Opinion
November 14, 1917.
Charles Stewart Davison [ George W. Phillips, Jr., of counsel], for the relator.
Merton E. Lewis, Attorney-General [ James S.Y. Ivins, Deputy Attorney-General, of counsel], for the defendants.
If it had been the intention of the parties to limit the advances to the value of the equity of redemption, they would have filed the statement provided by section 256 of the Tax Law showing such limit. The absence of such statement indicates that the amount to be advanced was not limited to the then value of the equity of redemption.
This mortgage was apparently made to cover the uncertainties of the future and with the idea that financial difficulties might arise, and to protect the parties against all possibilities. It was not apparent when the stringency and trouble in the financial world then threatening might strike, or when the advances under the mortgage would begin or end. It was quite possible that the prior mortgage might be paid before any advances were made upon this mortgage, or during the time that advances were being made. Evidently this mortgage was intended as a continuing security for advances which might be made from time to time during its existence.

==============================

■ **Challenges**:
- A) Find every line in the entries below that contains the string "street", matching case exactly, and copy each such line.
- B) Continue the court opinion on the mortgage securing future advances, starting after its last sentence.

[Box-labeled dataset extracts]
==============================

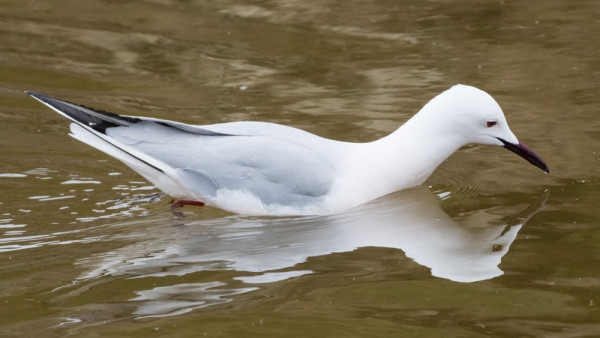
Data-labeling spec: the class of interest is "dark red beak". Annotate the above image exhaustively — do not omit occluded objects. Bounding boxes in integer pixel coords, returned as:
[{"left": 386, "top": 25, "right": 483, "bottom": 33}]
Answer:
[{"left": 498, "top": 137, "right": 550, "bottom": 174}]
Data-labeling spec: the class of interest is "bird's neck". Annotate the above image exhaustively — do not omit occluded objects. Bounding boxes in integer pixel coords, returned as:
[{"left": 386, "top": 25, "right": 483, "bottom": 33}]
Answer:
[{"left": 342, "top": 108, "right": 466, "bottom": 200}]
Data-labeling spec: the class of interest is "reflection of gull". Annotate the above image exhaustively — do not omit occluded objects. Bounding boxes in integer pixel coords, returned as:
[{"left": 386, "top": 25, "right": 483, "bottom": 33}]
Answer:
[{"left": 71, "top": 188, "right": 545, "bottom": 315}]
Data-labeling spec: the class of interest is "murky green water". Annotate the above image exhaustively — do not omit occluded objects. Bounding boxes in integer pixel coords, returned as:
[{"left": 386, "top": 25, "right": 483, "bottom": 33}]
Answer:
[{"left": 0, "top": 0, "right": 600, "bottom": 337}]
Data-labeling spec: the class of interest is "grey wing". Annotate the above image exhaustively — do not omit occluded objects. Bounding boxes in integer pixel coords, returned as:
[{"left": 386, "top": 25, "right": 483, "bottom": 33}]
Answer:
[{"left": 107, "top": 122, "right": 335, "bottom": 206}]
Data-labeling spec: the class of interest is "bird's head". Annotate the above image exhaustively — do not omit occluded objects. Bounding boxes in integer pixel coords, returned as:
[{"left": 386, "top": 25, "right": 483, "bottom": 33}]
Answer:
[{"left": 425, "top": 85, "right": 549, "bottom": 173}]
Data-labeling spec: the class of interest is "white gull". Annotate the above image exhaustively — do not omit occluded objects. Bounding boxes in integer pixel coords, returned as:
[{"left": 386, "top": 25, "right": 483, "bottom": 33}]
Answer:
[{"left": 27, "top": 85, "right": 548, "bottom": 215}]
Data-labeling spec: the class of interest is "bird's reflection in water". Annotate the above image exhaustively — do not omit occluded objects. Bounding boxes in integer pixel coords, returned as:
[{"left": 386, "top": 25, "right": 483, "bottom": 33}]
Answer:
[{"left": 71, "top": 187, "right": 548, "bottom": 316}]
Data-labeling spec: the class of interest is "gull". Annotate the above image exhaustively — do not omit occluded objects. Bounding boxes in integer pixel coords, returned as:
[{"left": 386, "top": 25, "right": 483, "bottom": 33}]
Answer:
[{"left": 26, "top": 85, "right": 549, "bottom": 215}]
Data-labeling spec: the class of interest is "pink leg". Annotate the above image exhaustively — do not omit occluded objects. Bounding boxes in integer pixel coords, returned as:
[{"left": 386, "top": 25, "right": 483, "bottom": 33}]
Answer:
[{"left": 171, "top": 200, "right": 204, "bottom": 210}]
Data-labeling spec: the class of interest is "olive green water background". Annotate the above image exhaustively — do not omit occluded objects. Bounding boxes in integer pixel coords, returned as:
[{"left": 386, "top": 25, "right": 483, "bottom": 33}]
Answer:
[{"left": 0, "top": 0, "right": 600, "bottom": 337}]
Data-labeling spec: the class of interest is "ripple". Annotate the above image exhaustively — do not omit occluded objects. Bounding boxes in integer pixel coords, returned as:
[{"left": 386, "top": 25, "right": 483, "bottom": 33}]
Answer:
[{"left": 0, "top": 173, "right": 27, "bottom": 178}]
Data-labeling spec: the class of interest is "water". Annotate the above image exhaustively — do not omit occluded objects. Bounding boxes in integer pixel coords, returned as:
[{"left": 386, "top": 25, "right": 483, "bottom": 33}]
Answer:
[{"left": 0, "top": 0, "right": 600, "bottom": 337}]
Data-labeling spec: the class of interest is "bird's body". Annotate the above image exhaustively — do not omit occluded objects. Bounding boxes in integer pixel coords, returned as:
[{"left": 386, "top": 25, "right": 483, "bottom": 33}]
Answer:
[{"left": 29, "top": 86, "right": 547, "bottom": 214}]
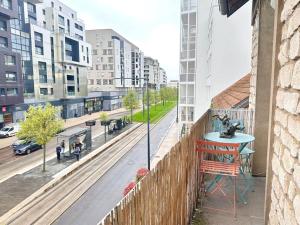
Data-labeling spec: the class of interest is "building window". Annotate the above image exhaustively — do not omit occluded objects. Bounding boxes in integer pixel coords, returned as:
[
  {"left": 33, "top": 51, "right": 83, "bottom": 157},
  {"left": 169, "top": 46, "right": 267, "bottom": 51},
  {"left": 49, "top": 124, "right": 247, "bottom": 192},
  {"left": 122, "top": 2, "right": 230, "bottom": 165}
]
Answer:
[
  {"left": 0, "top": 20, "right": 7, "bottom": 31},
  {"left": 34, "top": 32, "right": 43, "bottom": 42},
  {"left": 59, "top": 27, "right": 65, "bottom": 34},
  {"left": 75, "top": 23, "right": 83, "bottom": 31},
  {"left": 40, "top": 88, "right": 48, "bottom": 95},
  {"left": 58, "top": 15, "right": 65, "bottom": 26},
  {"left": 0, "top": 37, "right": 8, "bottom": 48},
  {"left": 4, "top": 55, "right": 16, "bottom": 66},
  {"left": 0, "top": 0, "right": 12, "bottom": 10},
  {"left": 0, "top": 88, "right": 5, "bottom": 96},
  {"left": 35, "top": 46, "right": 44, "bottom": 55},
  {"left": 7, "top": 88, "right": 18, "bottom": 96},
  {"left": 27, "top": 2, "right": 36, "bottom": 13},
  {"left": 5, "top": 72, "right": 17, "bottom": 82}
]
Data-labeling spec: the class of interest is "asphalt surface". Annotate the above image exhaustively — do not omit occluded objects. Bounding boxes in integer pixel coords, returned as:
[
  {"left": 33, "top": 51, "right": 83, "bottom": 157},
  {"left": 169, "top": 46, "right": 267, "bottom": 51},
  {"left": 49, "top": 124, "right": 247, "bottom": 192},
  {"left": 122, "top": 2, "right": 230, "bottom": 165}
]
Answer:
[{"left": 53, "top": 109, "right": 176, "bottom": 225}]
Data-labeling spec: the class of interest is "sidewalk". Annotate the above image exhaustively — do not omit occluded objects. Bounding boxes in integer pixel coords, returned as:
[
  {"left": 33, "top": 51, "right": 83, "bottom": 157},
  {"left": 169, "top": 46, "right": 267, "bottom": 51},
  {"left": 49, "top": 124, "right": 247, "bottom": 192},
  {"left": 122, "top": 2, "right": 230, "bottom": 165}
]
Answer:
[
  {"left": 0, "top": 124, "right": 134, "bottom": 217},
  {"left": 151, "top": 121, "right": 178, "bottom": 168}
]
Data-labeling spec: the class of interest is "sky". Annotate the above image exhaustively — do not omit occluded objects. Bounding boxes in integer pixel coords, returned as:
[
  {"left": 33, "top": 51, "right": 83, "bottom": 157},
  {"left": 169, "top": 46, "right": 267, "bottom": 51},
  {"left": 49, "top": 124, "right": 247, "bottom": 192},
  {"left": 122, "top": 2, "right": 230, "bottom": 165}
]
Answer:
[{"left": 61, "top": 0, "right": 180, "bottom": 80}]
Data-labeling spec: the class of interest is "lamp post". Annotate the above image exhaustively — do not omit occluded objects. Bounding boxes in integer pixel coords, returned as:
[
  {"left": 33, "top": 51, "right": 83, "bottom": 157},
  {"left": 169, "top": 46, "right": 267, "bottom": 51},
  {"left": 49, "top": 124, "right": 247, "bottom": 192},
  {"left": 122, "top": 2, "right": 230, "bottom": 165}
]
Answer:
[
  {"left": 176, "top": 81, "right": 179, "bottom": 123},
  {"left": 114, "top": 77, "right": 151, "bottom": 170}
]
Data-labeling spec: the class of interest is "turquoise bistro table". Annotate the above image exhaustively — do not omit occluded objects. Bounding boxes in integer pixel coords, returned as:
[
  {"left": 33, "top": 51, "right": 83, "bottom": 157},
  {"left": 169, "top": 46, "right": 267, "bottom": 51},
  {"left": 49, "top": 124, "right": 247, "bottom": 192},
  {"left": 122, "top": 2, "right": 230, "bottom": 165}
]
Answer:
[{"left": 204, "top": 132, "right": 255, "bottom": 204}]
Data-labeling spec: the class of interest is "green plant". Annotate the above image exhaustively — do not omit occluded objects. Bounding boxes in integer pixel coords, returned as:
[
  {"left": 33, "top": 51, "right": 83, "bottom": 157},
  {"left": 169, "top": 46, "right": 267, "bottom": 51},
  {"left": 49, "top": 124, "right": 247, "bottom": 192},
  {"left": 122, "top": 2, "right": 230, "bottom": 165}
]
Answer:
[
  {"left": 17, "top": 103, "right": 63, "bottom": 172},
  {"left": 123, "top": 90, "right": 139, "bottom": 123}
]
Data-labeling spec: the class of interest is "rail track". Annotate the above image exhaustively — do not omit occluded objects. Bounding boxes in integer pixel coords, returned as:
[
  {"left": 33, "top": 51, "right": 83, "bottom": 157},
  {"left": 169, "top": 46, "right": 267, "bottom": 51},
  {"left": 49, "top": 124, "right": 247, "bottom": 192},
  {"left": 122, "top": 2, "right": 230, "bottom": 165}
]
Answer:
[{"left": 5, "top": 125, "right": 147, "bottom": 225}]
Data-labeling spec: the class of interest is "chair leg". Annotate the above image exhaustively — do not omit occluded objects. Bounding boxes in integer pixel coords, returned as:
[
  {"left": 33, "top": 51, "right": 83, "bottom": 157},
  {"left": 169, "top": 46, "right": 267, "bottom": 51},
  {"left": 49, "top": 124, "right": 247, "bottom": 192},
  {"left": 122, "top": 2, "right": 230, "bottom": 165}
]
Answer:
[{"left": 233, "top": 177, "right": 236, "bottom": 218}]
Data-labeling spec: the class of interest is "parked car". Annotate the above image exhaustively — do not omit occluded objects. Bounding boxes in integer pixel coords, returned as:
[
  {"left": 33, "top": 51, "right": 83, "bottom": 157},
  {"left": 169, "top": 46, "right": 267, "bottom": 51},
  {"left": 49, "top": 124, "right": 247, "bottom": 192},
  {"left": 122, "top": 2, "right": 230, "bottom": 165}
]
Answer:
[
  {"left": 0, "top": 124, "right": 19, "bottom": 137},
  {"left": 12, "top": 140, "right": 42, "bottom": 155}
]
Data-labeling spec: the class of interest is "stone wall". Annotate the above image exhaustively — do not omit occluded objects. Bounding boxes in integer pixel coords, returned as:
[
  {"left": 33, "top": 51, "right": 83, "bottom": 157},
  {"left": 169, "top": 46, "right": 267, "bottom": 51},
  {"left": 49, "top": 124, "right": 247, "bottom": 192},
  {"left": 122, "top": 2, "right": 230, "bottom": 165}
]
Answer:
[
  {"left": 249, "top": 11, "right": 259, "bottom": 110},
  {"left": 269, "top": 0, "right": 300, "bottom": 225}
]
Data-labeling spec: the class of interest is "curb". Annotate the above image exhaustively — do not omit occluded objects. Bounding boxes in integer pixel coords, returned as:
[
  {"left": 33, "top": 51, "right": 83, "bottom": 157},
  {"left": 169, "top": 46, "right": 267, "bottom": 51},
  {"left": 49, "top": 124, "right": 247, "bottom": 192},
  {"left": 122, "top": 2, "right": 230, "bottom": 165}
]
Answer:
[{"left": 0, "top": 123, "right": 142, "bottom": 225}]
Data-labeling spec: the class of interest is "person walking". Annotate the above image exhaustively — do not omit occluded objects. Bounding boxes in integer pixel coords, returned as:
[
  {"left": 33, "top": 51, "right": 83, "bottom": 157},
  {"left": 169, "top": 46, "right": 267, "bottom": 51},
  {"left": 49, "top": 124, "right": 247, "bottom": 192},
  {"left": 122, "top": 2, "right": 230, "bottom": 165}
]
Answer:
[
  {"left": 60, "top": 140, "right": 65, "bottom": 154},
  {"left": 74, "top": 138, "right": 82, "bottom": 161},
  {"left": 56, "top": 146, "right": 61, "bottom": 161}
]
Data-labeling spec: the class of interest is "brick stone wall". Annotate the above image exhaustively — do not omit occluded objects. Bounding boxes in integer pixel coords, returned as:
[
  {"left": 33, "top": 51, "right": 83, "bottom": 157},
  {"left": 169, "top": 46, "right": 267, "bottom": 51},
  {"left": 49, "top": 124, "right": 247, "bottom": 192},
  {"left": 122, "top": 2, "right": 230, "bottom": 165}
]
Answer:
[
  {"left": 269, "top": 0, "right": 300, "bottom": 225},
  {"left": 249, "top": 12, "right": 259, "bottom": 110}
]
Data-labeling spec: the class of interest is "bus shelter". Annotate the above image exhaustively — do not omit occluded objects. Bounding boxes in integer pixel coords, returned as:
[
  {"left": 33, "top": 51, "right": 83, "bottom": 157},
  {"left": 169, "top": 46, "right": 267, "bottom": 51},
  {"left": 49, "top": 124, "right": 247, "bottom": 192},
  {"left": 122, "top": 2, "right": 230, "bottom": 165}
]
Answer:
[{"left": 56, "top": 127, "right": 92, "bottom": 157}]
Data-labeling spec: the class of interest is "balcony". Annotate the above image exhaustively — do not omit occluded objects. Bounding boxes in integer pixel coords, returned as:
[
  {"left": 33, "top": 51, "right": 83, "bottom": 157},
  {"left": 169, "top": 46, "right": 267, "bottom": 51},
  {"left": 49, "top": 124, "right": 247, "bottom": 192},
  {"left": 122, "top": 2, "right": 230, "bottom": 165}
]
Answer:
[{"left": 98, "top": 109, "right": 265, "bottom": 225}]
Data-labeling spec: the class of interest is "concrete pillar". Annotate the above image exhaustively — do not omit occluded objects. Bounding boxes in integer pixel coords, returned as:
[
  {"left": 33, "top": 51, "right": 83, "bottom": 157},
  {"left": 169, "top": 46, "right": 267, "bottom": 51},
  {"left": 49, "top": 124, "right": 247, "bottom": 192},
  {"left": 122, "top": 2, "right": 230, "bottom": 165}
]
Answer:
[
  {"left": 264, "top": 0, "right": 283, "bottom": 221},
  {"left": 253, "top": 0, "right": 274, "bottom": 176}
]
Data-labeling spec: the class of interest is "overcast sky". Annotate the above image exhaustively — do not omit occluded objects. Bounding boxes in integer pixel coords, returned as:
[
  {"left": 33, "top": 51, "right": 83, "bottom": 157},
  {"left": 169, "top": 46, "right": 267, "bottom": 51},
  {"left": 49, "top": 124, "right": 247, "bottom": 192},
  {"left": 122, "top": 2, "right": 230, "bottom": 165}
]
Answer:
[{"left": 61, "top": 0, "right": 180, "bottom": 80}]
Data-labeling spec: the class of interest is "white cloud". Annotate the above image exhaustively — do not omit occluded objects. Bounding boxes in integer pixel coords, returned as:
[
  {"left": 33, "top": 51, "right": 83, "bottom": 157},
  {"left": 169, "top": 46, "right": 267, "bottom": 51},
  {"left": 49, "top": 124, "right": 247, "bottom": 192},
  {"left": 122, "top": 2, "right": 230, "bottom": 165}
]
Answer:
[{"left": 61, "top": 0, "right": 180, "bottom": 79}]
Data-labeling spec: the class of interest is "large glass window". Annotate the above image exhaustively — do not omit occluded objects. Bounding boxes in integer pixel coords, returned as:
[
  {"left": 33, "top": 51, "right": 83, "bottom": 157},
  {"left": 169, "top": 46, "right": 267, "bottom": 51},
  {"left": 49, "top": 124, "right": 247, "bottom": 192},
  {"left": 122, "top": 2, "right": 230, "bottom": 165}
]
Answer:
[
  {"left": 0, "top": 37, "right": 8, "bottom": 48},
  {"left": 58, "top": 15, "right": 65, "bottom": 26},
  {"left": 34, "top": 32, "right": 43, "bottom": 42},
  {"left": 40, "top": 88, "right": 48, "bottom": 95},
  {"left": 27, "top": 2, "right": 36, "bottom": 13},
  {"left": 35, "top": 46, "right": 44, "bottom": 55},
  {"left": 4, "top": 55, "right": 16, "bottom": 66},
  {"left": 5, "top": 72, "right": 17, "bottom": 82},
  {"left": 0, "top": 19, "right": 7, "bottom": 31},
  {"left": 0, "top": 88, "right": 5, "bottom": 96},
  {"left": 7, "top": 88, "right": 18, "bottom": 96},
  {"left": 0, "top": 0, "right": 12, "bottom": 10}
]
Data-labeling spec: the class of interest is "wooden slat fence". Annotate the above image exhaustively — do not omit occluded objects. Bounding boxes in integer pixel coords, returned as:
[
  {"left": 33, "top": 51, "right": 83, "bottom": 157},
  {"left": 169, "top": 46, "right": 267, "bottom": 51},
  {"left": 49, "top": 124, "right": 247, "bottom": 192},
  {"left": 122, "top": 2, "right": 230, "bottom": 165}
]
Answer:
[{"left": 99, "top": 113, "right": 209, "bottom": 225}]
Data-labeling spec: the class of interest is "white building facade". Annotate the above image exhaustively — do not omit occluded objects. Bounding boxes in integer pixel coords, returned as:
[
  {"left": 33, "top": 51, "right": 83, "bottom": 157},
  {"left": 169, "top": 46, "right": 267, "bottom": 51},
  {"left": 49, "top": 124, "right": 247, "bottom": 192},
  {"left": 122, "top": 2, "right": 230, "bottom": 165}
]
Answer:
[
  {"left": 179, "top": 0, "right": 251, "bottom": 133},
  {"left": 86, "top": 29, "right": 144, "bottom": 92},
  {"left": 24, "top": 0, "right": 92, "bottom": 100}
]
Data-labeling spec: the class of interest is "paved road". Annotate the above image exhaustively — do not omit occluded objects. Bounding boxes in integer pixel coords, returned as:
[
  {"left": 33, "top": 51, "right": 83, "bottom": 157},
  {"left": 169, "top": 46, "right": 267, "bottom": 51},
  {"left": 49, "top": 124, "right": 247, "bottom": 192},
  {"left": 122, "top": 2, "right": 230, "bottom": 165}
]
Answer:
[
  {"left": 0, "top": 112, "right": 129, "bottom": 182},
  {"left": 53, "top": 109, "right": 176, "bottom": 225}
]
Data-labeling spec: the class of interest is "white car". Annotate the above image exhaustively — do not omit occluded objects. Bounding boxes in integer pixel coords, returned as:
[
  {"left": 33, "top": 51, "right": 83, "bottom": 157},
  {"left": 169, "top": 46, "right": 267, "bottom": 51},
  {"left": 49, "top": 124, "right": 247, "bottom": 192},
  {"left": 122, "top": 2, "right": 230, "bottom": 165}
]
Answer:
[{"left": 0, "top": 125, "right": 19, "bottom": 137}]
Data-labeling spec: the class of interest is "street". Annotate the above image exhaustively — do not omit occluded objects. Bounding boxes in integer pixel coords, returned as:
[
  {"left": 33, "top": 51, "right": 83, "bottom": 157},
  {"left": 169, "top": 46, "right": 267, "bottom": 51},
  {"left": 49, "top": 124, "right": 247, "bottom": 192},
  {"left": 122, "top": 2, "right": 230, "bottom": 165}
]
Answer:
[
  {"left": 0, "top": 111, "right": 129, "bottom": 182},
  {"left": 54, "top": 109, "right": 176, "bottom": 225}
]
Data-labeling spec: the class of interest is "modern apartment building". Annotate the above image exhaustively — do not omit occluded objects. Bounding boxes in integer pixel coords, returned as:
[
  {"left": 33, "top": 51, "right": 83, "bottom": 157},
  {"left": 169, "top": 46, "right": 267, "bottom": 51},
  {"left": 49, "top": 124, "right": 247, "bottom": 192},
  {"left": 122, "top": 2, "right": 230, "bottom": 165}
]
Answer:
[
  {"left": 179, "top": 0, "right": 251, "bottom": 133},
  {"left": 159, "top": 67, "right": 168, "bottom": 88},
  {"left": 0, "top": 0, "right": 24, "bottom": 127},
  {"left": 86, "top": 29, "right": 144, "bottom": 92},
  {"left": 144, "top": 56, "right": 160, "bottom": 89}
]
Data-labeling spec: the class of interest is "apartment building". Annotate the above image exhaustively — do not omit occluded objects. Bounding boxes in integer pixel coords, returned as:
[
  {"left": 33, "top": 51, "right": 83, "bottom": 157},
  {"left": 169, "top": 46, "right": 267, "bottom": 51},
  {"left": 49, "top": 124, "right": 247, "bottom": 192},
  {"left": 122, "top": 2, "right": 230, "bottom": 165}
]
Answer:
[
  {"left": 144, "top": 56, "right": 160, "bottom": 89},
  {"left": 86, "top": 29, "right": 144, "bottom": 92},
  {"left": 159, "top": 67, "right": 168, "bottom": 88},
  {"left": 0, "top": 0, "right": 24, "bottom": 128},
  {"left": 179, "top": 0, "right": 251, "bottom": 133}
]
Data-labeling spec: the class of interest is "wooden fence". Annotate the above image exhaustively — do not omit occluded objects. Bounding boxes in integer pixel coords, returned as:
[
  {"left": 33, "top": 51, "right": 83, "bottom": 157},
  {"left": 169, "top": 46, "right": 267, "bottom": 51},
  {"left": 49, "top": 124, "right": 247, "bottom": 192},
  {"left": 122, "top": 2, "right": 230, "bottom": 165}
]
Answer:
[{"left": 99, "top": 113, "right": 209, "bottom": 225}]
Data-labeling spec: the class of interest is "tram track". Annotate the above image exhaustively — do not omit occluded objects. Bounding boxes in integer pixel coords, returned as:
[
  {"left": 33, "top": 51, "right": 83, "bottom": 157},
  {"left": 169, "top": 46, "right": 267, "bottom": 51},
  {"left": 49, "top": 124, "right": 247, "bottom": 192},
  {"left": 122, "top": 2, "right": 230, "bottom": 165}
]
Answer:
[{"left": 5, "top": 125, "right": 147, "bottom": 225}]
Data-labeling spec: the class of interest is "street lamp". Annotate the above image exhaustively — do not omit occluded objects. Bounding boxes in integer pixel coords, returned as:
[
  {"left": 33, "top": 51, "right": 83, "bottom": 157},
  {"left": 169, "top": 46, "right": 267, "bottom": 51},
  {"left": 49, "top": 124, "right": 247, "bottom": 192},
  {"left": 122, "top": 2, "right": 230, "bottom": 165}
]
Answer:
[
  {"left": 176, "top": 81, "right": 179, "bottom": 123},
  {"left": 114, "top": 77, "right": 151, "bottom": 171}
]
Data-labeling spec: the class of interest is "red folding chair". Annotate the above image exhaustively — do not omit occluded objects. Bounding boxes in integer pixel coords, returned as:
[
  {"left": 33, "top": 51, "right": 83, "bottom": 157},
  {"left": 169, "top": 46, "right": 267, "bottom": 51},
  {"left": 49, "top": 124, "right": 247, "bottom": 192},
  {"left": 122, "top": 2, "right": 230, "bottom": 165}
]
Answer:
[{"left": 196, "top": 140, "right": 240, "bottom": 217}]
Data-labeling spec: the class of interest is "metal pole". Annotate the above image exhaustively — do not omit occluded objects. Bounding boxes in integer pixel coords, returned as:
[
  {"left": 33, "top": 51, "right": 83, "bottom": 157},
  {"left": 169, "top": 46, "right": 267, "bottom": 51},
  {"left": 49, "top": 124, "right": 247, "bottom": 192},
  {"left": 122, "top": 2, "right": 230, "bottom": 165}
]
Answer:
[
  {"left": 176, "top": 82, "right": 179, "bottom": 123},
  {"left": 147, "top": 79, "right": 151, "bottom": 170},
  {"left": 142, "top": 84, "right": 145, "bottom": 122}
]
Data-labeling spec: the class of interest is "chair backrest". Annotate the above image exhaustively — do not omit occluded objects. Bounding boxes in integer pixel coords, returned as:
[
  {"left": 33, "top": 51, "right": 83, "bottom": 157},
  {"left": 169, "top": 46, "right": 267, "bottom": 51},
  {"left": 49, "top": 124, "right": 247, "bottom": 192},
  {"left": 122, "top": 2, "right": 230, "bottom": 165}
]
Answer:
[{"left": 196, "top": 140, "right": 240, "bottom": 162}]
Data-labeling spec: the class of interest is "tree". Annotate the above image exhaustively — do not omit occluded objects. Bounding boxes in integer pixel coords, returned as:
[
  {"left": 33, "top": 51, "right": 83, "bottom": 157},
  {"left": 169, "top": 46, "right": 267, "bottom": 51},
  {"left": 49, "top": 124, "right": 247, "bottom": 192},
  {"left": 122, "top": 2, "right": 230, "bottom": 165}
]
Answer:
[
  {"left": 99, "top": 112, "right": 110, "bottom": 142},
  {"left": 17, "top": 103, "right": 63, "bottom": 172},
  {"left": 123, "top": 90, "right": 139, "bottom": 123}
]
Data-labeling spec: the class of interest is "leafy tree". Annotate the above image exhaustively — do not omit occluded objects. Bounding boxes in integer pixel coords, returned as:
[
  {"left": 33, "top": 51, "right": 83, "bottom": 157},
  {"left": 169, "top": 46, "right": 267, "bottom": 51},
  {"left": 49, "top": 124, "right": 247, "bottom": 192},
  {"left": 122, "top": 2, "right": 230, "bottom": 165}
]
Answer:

==============================

■ **Results for each task**:
- A)
Data-labeling spec: the class of interest is "street". Annotate the above image exhaustively — do not omit occluded objects. Bounding boxes in integer pixel coords, returned as:
Data-labeling spec: the class of interest is "street lamp". Annotate the above image exhaustively — do not omit occluded objects. Bounding boxes in integer pixel coords, returned as:

- B)
The tax is not upon the real estate but upon the debt or obligation secured by the mortgage. (§§ 253, 256.) If the mortgage fails to show the amount of the debt or obligation secured, the value of the mortgaged property is made the measure for computing the tax.
I think that within section 256 of the Tax Law the prior mortgage is not to be deducted in assessing the value of this mortgage. The property secured by the mortgage was the Park Row Building and No. 3 Park Row, worth $3,660,000, owned by the mortgagor. The judgment and pleasure of the mortgagees, from time to time, was the only limit contemplated by the mortgage on the amount which might be advanced upon and secured by it. Undoubtedly in making the advances, they would from time to time be interested in knowing whether the first mortgage remained a lien upon the property. If the first mortgage was discharged they would undoubtedly consider the land as a security for a much larger sum than the value of the equity of redemption at the time the mortgage was made.
I favor an affirmance.
All concurred, except WOODWARD, J., who dissented, with opinion, in which SEWELL, J., concurred.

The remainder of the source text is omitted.